- Travail à faire -
A. D'après le récit sur les canes sauvées, chez qui les six femelles ont-elles été apportées ?
B. Recopiez le passage du récit sur les canes sauvées qui commence par « Début 2019, nous » et se poursuit jusqu'à « vers la liberté. ».
C. Dans le récit sur les canes sauvées, quelles sont toutes les étapes du rituel que suivent les rescapées selon Mireille ?

- Extrait du texte -
>>>

Début 2019, nous avons été contactés par une personne qui nous a proposé d’en accueillir sur son terrain. Après plusieurs échanges, la décision est prise d’aller sur place pour juger du lieu d’accueil et de s’organiser alors pour sortir des canards. Au printemps dernier, nous aurons collaboré pour que, cette fois, six canetons femelles échappent à la mort.
Je me rappelle de l’excitation de tous par cette nouvelle et surtout des premières images des petites dans un carton en route vers la liberté.
Chaque sauvetage, même vécu à distance, est un moment intense qui marque à jamais.
Les six canettes au moment de leur sauvetage - Crédit photo : Christophe
C’était la première fois que nous allions suivre des femelles et nous étions inquiets de leur sort compte tenu du peu de canes mulardes en liberté. C’est donc chez Mireille que les six femelles ont été apportées, après même pas un jour de vie en couvoir industriel.
Là aussi, n’ayant pas la chaleur de leur maman auprès d’elles, il a fallu les garder au chaud et à l’intérieur le temps qu’elles grandissent un peu. Comme cela s’est passé au printemps, il ne leur a pas fallu beaucoup de temps pour pouvoir découvrir leur environnement extérieur. Leur maman d’adoption avait elle aussi déjà d’autres animaux et cela faisait longtemps qu’elle voulait donner une chance à ces oiseaux destinés au gavage.
Quand j’ai demandé comment cela se passait avec les petites, Mireille m’a immédiatement répondu :
Je suis tombée amoureuse… les rescapées sont trop mignonnes... elles suivent toujours le même rituel : manger, boire l'eau propre de la bouteille, prendre le bain et faire dodo en groupe.
Cela me touche toujours autant de lire à quel point les familles d’accueil ont cet amour inconditionnel et cette conviction qu’il faut faire quelque chose pour des êtres qui n’ont aucune chance de s’en sortir sans nous.
En novembre dernier, une des petites s’en est allée, probablement entre les dents d’un renard. Nous ne pouvons évidemment pas intervenir sur les dangers de la vie en liberté et cette fin aura peut-être été moins cruelle que celle qui lui était destinée dès le jour de sa naissance. Rappelons que les canettes sont éliminées dès leur naissance ou peuvent être parfois utilisées comme canettes à rôtir avec une durée de vie d’environ une semaine. Quoiqu’il en soit leur vie n’est pas destinée à être bien longue et cette canette aura au moins eu la chance de vivre quelques semaines libre. Et oui, je me rassure comme je peux…
Aujourd’hui, les petites profitent du calme d’un bel étang et ne se quittent toujours pas d’une patte palmée. C’est beau à voir et très touchant surtout quand on sait ce qui se passe derrière les portes des entreprises de foie gras.
Lily & Rose
Lily et Rose les premiers jours - Crédit photo : Catherine
Lily et Rose sont les petites dernières arrivées dans la grande famille des rescapés. Elles ont pu être récupérées, mi mai 2020, par la même famille que Joy. Elles pourront ainsi vivre libre et surtout loin de l’industrie du foie gras qui n'annonçait rien de bon sur leur avenir.

<<<

- Enregistrements fournis -
>>>

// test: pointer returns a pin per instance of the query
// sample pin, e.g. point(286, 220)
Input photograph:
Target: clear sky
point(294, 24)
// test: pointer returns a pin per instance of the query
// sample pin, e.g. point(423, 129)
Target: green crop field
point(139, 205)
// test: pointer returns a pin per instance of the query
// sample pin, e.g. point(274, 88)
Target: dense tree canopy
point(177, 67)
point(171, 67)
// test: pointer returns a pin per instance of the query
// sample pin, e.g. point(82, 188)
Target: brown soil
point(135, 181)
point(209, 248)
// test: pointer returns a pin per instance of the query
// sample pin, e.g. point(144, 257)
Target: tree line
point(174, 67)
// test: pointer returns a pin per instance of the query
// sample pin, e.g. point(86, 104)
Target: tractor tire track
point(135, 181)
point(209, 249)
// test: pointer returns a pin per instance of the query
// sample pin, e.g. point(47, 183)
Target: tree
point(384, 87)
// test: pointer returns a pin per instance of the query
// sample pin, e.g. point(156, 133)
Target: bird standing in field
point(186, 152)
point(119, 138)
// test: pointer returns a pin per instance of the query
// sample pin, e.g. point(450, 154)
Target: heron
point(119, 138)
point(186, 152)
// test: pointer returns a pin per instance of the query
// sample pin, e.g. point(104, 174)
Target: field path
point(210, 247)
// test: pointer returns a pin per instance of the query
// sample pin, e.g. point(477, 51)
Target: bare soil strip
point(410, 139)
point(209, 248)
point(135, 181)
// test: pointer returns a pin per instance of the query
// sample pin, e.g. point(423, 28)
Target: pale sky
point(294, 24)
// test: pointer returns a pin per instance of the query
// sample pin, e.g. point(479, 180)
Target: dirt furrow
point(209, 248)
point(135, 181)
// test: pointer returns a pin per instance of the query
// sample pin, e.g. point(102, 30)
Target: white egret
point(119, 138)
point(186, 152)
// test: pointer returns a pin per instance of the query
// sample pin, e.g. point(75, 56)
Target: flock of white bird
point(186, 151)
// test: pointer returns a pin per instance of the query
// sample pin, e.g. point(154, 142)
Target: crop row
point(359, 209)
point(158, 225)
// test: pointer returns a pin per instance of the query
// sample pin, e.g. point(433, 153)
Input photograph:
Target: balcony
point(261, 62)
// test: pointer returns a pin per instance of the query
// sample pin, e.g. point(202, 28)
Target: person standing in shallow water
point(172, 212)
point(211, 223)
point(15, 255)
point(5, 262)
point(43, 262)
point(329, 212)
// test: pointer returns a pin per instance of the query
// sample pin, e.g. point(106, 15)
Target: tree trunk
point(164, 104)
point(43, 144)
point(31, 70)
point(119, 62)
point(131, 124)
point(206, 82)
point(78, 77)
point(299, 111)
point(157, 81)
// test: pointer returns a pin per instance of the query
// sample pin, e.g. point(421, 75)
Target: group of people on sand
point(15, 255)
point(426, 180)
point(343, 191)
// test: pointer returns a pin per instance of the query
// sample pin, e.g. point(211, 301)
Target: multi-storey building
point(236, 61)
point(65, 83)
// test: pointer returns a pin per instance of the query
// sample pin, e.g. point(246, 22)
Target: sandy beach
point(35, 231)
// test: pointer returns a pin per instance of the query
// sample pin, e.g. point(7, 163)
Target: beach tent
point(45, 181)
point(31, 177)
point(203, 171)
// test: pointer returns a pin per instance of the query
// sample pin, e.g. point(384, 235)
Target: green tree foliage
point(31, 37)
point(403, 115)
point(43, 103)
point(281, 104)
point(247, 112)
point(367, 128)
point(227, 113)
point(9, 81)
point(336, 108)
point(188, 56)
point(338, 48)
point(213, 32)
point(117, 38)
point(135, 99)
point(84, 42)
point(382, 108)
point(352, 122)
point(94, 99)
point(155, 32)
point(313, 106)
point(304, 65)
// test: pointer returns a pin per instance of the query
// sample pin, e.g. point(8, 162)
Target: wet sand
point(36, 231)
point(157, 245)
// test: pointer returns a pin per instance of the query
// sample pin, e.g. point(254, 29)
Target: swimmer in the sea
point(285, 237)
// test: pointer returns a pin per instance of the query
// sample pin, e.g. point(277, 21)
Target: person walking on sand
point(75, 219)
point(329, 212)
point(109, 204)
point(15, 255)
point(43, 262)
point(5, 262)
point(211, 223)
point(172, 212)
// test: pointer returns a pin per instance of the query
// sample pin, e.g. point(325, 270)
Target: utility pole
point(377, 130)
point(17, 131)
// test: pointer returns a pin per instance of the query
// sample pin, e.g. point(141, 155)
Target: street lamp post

<<<

- Réponses -
A. Chez Mireille.

B.
Début 2019, nous avons été contactés par une personne qui nous a proposé d’en accueillir sur son terrain. Après plusieurs échanges, la décision est prise d’aller sur place pour juger du lieu d’accueil et de s’organiser alors pour sortir des canards. Au printemps dernier, nous aurons collaboré pour que, cette fois, six canetons femelles échappent à la mort.
Je me rappelle de l’excitation de tous par cette nouvelle et surtout des premières images des petites dans un carton en route vers la liberté.

C.
- manger
- boire l'eau propre de la bouteille
- prendre le bain
- faire dodo en groupe